— begin —

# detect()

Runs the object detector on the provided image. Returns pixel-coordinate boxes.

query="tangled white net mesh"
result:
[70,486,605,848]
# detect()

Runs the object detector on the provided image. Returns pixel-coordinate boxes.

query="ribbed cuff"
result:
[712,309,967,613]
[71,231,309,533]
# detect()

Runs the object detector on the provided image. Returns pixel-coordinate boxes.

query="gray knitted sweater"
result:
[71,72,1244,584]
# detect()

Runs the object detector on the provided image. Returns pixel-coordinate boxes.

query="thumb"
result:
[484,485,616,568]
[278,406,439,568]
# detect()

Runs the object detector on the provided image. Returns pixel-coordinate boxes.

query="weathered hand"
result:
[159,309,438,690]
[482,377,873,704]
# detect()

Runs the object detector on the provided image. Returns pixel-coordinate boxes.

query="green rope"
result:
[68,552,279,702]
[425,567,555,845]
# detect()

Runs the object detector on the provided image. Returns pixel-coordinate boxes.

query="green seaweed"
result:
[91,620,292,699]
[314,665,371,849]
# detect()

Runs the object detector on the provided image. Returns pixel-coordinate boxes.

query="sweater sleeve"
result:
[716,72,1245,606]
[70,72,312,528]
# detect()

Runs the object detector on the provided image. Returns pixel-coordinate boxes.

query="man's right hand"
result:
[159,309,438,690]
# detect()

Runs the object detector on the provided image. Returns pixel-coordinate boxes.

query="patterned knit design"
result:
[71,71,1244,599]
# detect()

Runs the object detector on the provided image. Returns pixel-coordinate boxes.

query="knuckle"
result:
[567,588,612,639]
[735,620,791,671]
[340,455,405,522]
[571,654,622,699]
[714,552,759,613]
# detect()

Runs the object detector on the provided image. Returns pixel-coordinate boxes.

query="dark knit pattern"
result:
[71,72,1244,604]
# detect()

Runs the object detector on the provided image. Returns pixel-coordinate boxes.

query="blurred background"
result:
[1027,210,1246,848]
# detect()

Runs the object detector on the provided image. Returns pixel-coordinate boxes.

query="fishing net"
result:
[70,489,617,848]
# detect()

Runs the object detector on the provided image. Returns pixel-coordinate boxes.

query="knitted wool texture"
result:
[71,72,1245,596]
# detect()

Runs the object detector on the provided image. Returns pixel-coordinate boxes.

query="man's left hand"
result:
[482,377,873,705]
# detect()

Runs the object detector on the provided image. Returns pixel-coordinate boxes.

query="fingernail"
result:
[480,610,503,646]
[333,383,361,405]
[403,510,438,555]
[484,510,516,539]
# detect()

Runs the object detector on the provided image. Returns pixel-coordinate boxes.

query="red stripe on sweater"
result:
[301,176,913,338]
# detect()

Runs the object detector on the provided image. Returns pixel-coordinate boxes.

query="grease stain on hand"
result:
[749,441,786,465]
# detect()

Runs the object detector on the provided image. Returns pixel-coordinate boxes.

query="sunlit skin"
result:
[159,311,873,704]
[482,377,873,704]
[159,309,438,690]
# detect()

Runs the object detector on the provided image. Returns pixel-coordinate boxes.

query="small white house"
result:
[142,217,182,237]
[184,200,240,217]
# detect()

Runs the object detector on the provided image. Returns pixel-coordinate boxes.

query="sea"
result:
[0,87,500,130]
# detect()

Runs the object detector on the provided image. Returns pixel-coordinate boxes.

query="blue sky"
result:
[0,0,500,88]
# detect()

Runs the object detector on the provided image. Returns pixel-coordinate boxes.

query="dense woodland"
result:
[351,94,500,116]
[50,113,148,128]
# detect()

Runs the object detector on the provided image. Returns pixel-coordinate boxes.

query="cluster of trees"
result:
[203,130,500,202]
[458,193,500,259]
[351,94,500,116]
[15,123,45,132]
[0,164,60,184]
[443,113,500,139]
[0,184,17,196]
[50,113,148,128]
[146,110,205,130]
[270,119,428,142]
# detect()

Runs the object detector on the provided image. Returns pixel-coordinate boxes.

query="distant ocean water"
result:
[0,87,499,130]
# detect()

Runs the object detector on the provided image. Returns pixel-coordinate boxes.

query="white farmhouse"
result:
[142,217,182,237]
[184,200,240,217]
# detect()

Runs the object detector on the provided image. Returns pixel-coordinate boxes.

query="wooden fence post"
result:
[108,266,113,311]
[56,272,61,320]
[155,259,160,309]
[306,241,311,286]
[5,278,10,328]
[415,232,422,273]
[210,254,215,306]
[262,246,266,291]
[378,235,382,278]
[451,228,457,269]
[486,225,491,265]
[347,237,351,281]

— end —

— Written instruction —
Pick out every line of the listing above that contains the string "green", and treat uppercase and lowercase as different.

— Task output —
query="green rope"
query="green seaweed"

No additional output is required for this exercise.